[[ Input data, beginning ]]
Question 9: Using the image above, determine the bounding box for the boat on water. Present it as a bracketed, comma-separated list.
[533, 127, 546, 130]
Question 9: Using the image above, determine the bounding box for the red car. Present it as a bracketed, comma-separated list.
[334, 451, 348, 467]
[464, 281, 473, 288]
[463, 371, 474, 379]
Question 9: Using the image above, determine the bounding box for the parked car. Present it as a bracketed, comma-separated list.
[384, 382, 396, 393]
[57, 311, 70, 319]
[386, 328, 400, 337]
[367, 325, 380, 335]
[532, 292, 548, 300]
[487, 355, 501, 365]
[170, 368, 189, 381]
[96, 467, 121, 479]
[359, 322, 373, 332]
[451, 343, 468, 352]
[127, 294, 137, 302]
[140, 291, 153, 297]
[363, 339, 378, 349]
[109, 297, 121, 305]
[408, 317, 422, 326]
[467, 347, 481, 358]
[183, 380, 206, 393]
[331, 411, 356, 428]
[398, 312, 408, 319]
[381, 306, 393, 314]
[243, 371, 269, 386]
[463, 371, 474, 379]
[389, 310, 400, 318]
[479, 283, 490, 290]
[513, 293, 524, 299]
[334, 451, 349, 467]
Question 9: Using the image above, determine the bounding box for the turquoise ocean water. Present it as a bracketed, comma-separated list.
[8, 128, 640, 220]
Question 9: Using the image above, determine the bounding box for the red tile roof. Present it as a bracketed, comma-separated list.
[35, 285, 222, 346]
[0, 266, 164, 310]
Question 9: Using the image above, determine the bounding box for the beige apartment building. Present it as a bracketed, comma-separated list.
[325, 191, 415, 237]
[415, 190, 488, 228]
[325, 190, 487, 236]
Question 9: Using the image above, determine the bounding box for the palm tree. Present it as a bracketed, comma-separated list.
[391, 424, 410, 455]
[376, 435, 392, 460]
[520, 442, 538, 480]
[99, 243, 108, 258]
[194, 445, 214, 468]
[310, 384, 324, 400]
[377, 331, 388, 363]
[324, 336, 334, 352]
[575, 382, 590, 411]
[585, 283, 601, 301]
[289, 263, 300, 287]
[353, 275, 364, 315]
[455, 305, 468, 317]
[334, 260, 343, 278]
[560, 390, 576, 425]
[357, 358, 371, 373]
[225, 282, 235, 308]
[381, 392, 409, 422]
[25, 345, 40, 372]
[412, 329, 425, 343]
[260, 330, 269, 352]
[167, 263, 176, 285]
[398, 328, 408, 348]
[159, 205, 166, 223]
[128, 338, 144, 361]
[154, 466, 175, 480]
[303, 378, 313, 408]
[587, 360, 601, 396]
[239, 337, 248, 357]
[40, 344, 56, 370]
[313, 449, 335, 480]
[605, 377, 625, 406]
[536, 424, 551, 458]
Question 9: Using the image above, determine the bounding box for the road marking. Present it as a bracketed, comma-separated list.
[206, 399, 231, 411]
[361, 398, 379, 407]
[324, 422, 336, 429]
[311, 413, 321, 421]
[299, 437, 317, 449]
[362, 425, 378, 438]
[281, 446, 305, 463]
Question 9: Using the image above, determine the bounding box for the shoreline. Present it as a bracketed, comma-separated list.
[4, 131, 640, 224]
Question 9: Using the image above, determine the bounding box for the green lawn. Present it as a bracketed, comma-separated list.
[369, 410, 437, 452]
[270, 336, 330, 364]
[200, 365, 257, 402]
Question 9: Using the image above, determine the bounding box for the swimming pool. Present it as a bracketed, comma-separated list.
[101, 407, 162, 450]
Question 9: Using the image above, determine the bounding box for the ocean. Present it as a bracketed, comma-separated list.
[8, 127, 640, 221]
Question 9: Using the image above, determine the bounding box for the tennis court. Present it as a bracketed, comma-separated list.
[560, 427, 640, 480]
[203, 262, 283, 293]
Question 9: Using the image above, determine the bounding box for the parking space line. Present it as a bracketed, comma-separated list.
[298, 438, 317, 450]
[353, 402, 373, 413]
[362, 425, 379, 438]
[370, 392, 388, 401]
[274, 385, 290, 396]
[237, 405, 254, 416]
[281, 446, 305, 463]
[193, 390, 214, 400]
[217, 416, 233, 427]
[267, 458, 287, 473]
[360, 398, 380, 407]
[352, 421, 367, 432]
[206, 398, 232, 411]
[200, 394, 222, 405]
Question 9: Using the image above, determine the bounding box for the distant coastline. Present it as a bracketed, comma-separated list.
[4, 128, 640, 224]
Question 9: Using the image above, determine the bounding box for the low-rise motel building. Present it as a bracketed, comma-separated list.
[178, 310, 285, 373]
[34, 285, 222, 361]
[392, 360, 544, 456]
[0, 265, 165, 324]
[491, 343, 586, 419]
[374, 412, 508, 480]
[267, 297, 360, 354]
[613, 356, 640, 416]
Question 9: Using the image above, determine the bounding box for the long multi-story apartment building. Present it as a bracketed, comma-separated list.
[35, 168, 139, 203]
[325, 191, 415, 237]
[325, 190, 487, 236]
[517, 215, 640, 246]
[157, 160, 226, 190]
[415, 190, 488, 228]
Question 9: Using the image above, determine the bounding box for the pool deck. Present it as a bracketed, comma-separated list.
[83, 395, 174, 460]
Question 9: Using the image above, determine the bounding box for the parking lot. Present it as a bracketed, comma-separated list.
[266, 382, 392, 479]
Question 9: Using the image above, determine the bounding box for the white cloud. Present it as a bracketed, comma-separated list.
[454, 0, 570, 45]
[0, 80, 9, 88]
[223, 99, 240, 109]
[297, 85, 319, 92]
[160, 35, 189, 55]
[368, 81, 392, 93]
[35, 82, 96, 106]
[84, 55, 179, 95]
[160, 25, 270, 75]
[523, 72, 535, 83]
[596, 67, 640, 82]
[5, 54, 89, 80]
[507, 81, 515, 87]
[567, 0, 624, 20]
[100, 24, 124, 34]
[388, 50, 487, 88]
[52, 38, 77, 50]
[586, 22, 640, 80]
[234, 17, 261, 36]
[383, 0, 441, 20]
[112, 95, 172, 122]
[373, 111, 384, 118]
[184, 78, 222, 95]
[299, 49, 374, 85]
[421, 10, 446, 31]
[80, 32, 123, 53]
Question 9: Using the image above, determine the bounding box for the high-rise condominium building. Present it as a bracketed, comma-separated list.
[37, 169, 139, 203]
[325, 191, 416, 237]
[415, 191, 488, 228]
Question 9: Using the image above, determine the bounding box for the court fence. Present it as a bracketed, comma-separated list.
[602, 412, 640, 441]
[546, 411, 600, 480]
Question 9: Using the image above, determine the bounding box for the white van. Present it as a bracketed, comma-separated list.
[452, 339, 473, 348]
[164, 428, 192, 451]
[[ Input data, end ]]
How to complete this task: Each line above is to be copied exactly as written.

Response below:
Question 9: Using the image above, determine the bounding box for the boat on water. Present it as a bracketed, comma-separated list.
[533, 127, 546, 130]
Question 9: Using the image above, determine the bounding box for the red car. Present it as a bracketed, comma-separated list.
[334, 451, 348, 467]
[464, 281, 473, 288]
[463, 371, 474, 379]
Question 9: Using the image above, determine the bounding box for the parked car. Present it as a bracketed, comma-separated list.
[384, 382, 396, 393]
[57, 311, 70, 319]
[386, 328, 400, 337]
[367, 325, 380, 335]
[532, 292, 548, 300]
[487, 355, 501, 365]
[170, 368, 189, 381]
[96, 467, 121, 479]
[359, 322, 373, 332]
[451, 343, 468, 352]
[127, 294, 137, 302]
[140, 291, 153, 297]
[363, 339, 378, 349]
[109, 297, 121, 305]
[408, 317, 422, 326]
[467, 347, 481, 358]
[183, 380, 206, 393]
[331, 411, 356, 428]
[398, 312, 408, 319]
[381, 306, 393, 314]
[243, 371, 269, 386]
[463, 371, 474, 379]
[389, 310, 400, 318]
[479, 283, 490, 290]
[513, 293, 524, 299]
[334, 451, 349, 467]
Question 9: Using the image above, determine the bounding box for the turquoise ocean water. Present it as a bracketed, comma-separated list.
[8, 128, 640, 220]
Question 9: Using the image above, determine the bounding box for the red tile roof. Present it as a bracketed, comma-separated list.
[35, 285, 222, 346]
[0, 266, 164, 310]
Question 9: Using the image above, determine the bounding box for the beige apartment building. Present it as a bracketed, comma-separated list.
[325, 191, 415, 237]
[415, 190, 488, 228]
[325, 190, 487, 236]
Question 9: Using the image above, determine the bounding box for the palm tree. Present it as a bracketed, comma-separated list.
[391, 424, 410, 455]
[376, 435, 392, 460]
[520, 442, 538, 480]
[99, 243, 108, 258]
[194, 445, 214, 468]
[310, 384, 324, 400]
[377, 331, 388, 363]
[324, 336, 334, 352]
[575, 382, 590, 411]
[585, 283, 601, 301]
[289, 263, 300, 287]
[353, 275, 364, 315]
[455, 305, 468, 317]
[334, 260, 343, 278]
[560, 390, 576, 425]
[357, 358, 371, 373]
[225, 282, 235, 308]
[381, 392, 409, 422]
[25, 345, 40, 372]
[412, 329, 425, 343]
[260, 330, 269, 352]
[167, 263, 176, 285]
[398, 328, 408, 348]
[159, 205, 166, 223]
[128, 338, 144, 361]
[154, 466, 175, 480]
[303, 378, 313, 408]
[587, 360, 601, 396]
[239, 337, 248, 357]
[40, 344, 56, 370]
[313, 449, 335, 480]
[605, 377, 625, 406]
[536, 424, 551, 458]
Question 9: Using the image above, determine the bounding box for the road marking. Present it as a bracketed, comma-separated list.
[206, 399, 231, 411]
[361, 398, 379, 407]
[324, 422, 336, 429]
[311, 413, 321, 421]
[299, 437, 317, 449]
[362, 425, 378, 438]
[281, 446, 305, 463]
Question 9: Using the image above, determine the bounding box for the shoreline. Present it as a bracketed, comma-separated list.
[4, 131, 640, 224]
Question 9: Using the image above, determine the bounding box for the green lawn. Present it as a bracketed, comma-separated list.
[369, 410, 437, 452]
[270, 336, 330, 364]
[200, 365, 257, 402]
Question 9: Using the image above, determine the bounding box for the swimming pool. Present it as a bracketed, comma-separated list.
[101, 407, 162, 450]
Question 9: Using the image above, determine the bounding box for the ocean. Present it as a bracketed, comma-separated list.
[8, 127, 640, 221]
Question 9: Using the image above, determine the bounding box for the tennis court. Present it as a bracketed, comma-separated list.
[560, 427, 640, 480]
[203, 262, 283, 293]
Question 9: Using the image above, determine the bounding box for the parking space line. Present it as a bracketed, comma-separated list.
[298, 438, 317, 450]
[353, 402, 373, 413]
[362, 425, 379, 438]
[370, 392, 388, 401]
[274, 385, 290, 396]
[237, 405, 254, 416]
[281, 446, 305, 463]
[193, 390, 214, 400]
[217, 416, 233, 427]
[267, 458, 287, 473]
[360, 398, 380, 407]
[352, 421, 367, 432]
[206, 398, 232, 411]
[200, 394, 222, 405]
Question 9: Using the image above, determine the bounding box for the distant coastline. Present it as a bracketed, comma-separated list.
[4, 128, 640, 224]
Question 9: Using the image above, determine the bounding box for the low-rise motel building. Present it as a bracketed, comma-separated list.
[178, 310, 285, 373]
[34, 285, 222, 361]
[392, 360, 544, 456]
[0, 265, 165, 324]
[491, 343, 586, 419]
[374, 412, 508, 480]
[267, 297, 360, 354]
[613, 356, 640, 416]
Question 9: Using the image above, determine the bounding box for the long multi-story apartment building. Present it as a bracketed, comma-separated list.
[35, 168, 139, 203]
[325, 191, 415, 237]
[325, 190, 487, 236]
[517, 215, 640, 246]
[157, 160, 226, 190]
[415, 190, 488, 228]
Question 9: Using the image above, determine the bounding box for the pool deck. Present it as a bracketed, comma-separated list.
[83, 395, 174, 460]
Question 9: Using the image above, determine the bounding box for the parking lot. Present it as a bracketed, comma-separated list.
[266, 382, 392, 479]
Question 9: Using the image above, determine the bounding box for the white cloud. Present it as a bracketed, comma-separated list.
[454, 0, 570, 45]
[0, 80, 9, 88]
[223, 99, 240, 109]
[297, 85, 319, 92]
[160, 35, 189, 55]
[368, 81, 392, 93]
[35, 82, 96, 106]
[84, 55, 179, 95]
[160, 25, 270, 75]
[523, 72, 535, 83]
[596, 67, 640, 82]
[5, 54, 89, 80]
[507, 81, 515, 87]
[567, 0, 624, 20]
[100, 24, 124, 34]
[388, 50, 487, 88]
[52, 38, 77, 50]
[586, 22, 640, 80]
[234, 17, 261, 36]
[383, 0, 441, 20]
[112, 95, 172, 122]
[373, 111, 384, 118]
[184, 78, 222, 95]
[299, 49, 374, 85]
[421, 10, 446, 31]
[80, 32, 123, 53]
Question 9: Using the image above, determine the bounding box for the high-rise condominium building. Present it as a bracketed, comma-separated list.
[37, 169, 139, 203]
[325, 191, 416, 237]
[415, 191, 488, 228]
Question 9: Using the image above, determine the bounding box for the court fence. Present it as a bracketed, comma-separated list.
[602, 412, 640, 441]
[546, 411, 600, 480]
Question 9: Using the image above, determine the bounding box for the white van. Present it as a bracketed, comma-separated list.
[452, 339, 473, 348]
[164, 428, 192, 451]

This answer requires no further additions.